<<<<

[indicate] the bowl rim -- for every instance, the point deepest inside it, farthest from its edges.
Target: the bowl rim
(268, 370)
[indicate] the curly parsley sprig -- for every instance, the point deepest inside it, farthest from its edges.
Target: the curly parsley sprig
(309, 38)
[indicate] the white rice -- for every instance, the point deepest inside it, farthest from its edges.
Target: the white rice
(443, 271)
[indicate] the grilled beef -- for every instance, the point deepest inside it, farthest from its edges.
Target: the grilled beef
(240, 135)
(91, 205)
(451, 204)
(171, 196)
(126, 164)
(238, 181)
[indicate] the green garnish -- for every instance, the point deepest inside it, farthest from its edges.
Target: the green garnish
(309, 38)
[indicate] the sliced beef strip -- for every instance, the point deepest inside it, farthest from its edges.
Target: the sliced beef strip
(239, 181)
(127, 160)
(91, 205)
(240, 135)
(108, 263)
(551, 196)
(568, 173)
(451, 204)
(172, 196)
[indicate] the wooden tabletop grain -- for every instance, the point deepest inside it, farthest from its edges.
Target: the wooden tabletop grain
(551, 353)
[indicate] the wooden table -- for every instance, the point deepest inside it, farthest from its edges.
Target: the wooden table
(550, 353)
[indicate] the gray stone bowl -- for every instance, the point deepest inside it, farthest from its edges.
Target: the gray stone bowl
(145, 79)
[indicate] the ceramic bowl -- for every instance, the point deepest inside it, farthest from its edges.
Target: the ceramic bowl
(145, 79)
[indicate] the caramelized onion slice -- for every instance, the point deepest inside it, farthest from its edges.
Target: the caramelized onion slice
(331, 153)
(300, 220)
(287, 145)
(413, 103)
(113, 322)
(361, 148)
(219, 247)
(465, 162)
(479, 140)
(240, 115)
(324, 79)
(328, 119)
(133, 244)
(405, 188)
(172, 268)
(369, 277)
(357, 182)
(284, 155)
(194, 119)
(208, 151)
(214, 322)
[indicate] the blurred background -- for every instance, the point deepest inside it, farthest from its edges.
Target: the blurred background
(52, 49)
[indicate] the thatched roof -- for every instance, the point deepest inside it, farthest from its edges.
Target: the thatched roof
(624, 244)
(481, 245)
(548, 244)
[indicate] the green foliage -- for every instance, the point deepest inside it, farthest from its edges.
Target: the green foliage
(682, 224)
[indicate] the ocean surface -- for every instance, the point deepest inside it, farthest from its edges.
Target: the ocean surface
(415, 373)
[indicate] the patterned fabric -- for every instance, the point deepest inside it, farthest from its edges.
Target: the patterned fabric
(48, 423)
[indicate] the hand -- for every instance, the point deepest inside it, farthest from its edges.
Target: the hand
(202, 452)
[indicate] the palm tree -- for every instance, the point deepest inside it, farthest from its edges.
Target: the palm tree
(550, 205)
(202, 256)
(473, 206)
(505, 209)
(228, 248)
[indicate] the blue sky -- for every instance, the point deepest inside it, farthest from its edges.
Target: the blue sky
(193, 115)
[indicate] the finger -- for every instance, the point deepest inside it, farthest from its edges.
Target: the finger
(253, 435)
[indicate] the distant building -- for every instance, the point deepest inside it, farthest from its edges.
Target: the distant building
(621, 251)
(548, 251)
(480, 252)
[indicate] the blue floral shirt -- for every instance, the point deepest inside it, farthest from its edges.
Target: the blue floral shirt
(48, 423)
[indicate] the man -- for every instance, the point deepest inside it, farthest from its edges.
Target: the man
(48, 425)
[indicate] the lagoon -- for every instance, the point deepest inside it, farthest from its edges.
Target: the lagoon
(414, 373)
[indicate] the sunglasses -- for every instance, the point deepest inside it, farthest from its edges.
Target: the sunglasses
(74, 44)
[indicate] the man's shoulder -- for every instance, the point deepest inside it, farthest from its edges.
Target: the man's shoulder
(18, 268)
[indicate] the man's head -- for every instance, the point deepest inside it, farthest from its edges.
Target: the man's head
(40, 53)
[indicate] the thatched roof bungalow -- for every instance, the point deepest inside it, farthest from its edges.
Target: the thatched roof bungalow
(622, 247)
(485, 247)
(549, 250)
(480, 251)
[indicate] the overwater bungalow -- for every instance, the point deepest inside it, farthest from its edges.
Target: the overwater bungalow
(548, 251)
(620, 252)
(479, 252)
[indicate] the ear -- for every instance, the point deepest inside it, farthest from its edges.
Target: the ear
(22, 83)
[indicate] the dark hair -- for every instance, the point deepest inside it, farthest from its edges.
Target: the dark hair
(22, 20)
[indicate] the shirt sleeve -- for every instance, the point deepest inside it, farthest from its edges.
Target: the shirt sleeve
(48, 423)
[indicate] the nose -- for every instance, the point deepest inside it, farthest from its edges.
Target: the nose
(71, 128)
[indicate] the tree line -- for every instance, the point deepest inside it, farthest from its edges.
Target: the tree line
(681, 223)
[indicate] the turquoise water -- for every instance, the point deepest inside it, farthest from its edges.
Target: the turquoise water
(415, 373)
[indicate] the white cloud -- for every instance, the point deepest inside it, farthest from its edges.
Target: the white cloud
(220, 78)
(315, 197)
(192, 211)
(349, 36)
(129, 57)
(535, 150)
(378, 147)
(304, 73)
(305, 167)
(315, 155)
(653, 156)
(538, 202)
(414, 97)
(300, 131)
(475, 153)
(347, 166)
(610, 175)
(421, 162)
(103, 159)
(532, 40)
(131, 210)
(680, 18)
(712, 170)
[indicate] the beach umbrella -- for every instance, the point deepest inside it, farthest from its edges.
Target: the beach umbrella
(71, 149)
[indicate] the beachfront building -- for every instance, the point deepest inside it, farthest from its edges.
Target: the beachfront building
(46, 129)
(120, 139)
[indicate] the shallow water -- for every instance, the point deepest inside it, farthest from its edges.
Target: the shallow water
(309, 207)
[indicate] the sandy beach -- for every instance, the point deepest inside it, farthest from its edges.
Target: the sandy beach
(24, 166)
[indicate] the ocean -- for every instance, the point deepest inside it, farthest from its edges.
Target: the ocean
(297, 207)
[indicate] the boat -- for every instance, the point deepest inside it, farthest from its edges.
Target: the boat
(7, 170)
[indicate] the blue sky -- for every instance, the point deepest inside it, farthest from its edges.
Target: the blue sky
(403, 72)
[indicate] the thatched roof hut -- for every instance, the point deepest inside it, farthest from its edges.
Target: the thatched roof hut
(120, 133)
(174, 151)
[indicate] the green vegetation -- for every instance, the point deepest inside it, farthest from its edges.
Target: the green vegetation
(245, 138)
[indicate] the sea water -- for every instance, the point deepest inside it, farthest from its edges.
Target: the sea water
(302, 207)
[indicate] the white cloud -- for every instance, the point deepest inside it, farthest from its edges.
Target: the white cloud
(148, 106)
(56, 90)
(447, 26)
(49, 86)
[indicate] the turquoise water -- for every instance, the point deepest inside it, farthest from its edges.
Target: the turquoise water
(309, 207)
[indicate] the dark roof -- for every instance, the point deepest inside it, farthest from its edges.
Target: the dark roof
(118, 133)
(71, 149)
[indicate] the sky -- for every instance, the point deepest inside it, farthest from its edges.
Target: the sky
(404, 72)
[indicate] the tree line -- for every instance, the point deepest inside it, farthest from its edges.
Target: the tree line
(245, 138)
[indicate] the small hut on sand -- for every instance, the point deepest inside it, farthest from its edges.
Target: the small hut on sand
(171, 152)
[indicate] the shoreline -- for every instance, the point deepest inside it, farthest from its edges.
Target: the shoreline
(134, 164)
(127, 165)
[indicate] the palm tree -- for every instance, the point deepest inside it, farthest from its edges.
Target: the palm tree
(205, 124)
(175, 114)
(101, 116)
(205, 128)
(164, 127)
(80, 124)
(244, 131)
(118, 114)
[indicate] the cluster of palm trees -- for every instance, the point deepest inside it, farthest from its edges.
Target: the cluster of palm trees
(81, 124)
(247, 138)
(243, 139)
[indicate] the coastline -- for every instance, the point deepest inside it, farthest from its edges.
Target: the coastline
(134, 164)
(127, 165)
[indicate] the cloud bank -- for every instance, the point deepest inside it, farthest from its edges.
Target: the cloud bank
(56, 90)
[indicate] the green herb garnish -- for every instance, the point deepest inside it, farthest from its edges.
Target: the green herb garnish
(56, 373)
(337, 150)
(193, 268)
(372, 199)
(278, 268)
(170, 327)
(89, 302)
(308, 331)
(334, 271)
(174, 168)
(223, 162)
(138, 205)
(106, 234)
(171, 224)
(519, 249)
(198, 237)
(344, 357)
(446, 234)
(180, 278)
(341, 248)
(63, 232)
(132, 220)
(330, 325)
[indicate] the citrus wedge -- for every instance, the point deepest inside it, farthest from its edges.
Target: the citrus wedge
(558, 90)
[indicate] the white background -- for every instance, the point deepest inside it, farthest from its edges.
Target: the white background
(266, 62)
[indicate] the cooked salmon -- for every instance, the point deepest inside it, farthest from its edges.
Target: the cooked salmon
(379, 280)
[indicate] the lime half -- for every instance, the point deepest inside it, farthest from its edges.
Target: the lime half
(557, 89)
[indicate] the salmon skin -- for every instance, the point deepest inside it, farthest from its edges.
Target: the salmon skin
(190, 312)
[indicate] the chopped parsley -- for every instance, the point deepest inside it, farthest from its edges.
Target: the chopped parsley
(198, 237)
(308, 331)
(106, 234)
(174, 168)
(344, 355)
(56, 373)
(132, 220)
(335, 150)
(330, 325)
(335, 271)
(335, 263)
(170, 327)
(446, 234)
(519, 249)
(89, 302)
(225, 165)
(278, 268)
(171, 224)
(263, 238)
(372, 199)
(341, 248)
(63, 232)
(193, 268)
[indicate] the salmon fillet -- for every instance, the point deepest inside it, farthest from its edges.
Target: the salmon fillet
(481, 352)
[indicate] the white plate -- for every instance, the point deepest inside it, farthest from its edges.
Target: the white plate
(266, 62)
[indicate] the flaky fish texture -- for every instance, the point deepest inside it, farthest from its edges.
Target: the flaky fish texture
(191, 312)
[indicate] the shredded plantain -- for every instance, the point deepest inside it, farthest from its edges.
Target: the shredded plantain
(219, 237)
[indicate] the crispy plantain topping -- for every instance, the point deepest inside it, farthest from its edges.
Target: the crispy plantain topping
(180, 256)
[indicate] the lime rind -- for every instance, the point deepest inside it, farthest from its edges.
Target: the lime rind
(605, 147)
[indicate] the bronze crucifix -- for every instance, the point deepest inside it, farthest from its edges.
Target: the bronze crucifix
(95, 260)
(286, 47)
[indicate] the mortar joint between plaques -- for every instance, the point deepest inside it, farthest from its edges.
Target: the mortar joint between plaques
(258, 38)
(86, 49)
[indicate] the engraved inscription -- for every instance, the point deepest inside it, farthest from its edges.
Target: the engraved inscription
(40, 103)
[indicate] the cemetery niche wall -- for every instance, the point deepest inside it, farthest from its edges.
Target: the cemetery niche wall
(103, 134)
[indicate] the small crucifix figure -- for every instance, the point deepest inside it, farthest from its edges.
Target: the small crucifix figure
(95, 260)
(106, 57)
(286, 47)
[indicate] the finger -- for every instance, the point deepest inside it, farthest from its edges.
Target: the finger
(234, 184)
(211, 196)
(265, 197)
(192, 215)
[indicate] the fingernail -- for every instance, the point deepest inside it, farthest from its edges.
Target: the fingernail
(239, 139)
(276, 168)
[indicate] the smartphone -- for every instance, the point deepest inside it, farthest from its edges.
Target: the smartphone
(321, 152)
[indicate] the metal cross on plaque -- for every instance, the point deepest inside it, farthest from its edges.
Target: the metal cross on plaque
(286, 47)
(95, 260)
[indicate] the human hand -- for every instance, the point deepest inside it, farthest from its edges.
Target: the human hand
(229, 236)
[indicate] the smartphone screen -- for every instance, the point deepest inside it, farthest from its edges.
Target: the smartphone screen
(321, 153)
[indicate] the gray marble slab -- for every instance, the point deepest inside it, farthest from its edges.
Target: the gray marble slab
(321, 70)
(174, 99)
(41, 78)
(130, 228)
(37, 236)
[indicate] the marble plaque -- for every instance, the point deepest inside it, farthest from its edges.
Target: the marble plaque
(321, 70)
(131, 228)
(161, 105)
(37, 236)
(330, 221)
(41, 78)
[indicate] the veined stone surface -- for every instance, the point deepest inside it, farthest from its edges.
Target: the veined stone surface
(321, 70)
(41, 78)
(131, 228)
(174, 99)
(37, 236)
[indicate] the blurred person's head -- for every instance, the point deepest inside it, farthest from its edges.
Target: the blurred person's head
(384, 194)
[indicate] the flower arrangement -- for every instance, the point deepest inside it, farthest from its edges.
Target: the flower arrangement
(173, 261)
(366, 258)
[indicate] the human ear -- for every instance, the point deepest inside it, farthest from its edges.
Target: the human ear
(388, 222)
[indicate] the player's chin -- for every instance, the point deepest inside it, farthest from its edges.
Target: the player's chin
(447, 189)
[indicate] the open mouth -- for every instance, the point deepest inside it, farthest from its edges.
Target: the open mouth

>>>>

**Work item**.
Everything in the material above from the line that has "Target: the blue floral shirt" through the line that has "[indicate] the sunglasses" must be duplicated exactly, with no other lines given.

**The answer**.
Target: the blue floral shirt
(48, 423)
[indicate] the man -- for every instance, the point deepest inside it, farthest from its edges.
Target: the man
(48, 425)
[indicate] the lagoon -- for every instance, the point deepest inside it, farthest from its edges.
Target: the lagoon
(414, 373)
[indicate] the sunglasses -- for every instance, the point deepest inside it, farthest from its edges.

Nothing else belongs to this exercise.